* Quoted passage *
⟨

Monday, May 12, 2008

Lean on Me

The package the peas came in read, "No support needed", so I put them in the ground with no support. Some of them died. The others sort of swam unhappily in their daily watering and turned brown and dry. I have therefore decided that everyone can use a little support whether they ask for it or not and gave them a lovely fence to grow up. It was leftover from fencing my parents' yard, so I took it and cut it and bent it for a trellis. I used this last year also, and the problem I found was that I have to bend down inside to get out some of the peas. So, I welcome your ideas. How do you support your peas? Also on my to-try list: growing cucumbers and zucchinis up a trellis. Has anyone tried this?

Wednesday, May 7, 2008

Scenic Outlook Ahead

My back deck can be a lovely place for picture taking. There are a great many things to see from up there and I have a guilty habit of spending much too much time just standing and seeing. I have learned something: My eyes see much better than my camera. There is probably a camera somewhere that takes pictures as well as the eye does, but I don't have it. This is a full moon through my cottonwood (which happens to be the tallest, hugest, ugliest tree for 3 blocks around). I am told that the man who planted it bought it because it was "cottonless". This was either a lie, or they magically change into "cottonful" once they hit 75 feet. Either way, toward the end of this month, our home and yard, as well as those of our neighbors, will be showered with cotton puffs deep enough to resemble snowbanks.

My camera can zoom pretty good. This is the tree in my neighbors' yard, and in the distance, the Draper temple. Again, my eyes see it better. It is about 15 miles away? This got me wondering, so Husband and I climbed onto the roof. There are two more temples visible from up there, and if it weren't for the other tallest, hugest, ugliest cottonwoods (on the next 3 blocks), I'd have fuzzy pictures of them, too.

Friday, May 2, 2008

I looked out the window and what did I see?

Popcorn popping on the apricot tree! Okay, this is not the clearest picture. Those branches are out of reach without a ladder, and it was windy, so my zoom was not helpful.

More popcorn, with the dead/dying pine tree in the background--notice how the everGREEN is nice and BROWN? I hope for a boatload of apricots this year. I had that and more last year, but they ripened the week before the baby came and I didn't get more than a few quarts canned. Then, we sadly ran out of the previous year's jam in October and I swore I would preserve no less than 20 pints of it this year. I had to buy jam for the first time in...3 years? It is expensive! Also, I discovered how yummy puree can be. My two year old and I use it in place of syrup on our pancakes. The other child claims it is "Yucka" but I find it to be very nice and not overly sweet.

⟩

* Set of tasks *
a: In the garden blog posts, rewrite the part from "Popcorn popping on" to "was not helpful.", replacing "ladder" with "step stool".
b: In the garden blog posts, what did the package the peas came in say?
c: Can you sum up the garden blog posts in three sentences?

[Saved entries]
⟨

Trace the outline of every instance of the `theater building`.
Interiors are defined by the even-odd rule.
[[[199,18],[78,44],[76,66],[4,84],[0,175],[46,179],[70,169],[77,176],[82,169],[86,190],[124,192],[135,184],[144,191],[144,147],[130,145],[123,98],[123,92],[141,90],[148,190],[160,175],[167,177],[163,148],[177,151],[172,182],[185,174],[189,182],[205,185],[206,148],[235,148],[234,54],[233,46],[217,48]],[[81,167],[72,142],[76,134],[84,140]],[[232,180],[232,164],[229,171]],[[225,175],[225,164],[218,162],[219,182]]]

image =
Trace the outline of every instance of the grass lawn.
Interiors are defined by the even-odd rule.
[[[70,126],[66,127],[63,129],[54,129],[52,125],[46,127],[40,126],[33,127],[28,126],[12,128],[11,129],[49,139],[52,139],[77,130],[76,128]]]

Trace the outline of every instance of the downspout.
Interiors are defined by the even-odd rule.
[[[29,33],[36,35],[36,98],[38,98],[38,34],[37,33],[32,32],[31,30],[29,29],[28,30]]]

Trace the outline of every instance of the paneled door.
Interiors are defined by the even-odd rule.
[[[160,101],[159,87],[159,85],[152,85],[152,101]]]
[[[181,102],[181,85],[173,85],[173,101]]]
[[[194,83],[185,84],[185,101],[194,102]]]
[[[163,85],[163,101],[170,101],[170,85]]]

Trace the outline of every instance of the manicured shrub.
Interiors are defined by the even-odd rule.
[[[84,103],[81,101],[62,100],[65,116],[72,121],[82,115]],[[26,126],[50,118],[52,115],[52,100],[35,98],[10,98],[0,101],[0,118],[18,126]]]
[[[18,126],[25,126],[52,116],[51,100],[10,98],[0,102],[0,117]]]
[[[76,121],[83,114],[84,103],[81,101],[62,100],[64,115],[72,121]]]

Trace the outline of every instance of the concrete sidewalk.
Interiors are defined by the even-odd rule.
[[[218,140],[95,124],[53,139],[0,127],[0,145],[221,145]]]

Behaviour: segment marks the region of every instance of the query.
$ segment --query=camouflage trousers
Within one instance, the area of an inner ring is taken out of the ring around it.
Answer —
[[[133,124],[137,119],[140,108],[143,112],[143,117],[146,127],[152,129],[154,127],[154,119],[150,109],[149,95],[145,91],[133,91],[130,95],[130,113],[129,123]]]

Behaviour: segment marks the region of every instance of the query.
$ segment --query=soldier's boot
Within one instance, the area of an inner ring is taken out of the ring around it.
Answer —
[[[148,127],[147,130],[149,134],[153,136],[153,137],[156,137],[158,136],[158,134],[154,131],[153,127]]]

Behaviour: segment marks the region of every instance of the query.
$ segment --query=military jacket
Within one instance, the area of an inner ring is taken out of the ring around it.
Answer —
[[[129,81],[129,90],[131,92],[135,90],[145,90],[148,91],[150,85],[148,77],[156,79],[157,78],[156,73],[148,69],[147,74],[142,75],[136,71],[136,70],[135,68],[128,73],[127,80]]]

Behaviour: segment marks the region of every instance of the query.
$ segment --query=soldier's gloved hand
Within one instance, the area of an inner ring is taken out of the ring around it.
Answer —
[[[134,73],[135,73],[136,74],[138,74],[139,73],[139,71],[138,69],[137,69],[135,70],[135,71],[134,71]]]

⟩

* Solutions by task *
a:
Popcorn popping on the apricot tree! Okay, this is not the clearest picture. Those branches are out of reach without a step stool, and it was windy, so my zoom was not helpful.

b: "No support needed"

c: After some of the peas planted without support died and others turned brown and dry, the writer made a trellis from leftover fencing and asks readers how they support their peas. From the back deck and the roof, the writer photographs a full moon through a huge cottonwood and the Draper temple in the distance, though the camera doesn't match what the eye sees. The apricot tree is "popcorn popping," and the writer hopes for a big crop this year to preserve at least 20 pints of jam after running out and having to buy it.